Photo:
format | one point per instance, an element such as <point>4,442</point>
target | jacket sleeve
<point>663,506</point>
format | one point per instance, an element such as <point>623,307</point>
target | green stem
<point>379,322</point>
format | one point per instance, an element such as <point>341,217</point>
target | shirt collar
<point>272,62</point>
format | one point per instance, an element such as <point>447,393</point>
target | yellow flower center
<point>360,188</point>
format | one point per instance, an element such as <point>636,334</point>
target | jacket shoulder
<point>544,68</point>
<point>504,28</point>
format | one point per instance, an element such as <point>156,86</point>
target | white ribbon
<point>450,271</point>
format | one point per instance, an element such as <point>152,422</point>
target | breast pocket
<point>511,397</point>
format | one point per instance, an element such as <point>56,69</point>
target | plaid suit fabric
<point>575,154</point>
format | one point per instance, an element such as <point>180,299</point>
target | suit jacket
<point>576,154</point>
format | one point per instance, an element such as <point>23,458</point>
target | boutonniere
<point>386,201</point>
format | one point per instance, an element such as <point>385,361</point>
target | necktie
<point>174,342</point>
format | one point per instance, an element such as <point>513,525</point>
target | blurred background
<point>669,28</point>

YOUR INSTRUCTIONS >>
Go through the records and copy all of them exactly.

ANSWER BOX >>
Photo:
format | one point per instance, an element such as <point>4,442</point>
target | jacket sleeve
<point>663,506</point>
format | one point per instance, an element such as <point>623,307</point>
target | green stem
<point>379,322</point>
format | one point per instance, an element such as <point>341,217</point>
target | shirt collar
<point>272,62</point>
format | one point per instance, an element such as <point>447,393</point>
target | yellow flower center
<point>360,188</point>
format | one point per instance, an element such as <point>636,334</point>
target | jacket shoulder
<point>544,68</point>
<point>504,28</point>
format | one point per instance, an element such as <point>156,86</point>
target | white ribbon
<point>450,271</point>
format | one point per instance, an element such as <point>152,422</point>
target | breast pocket
<point>511,397</point>
format | one point per instance, an element such as <point>56,69</point>
target | plaid suit fabric
<point>575,154</point>
format | one point per instance, an element such as <point>180,299</point>
target | suit jacket
<point>576,154</point>
format | one point per instance, an element such as <point>23,458</point>
target | boutonniere
<point>386,201</point>
format | one point per instance, an element such as <point>385,361</point>
target | necktie
<point>174,342</point>
format | one point per instance, an element such as <point>513,525</point>
target | blurred background
<point>669,28</point>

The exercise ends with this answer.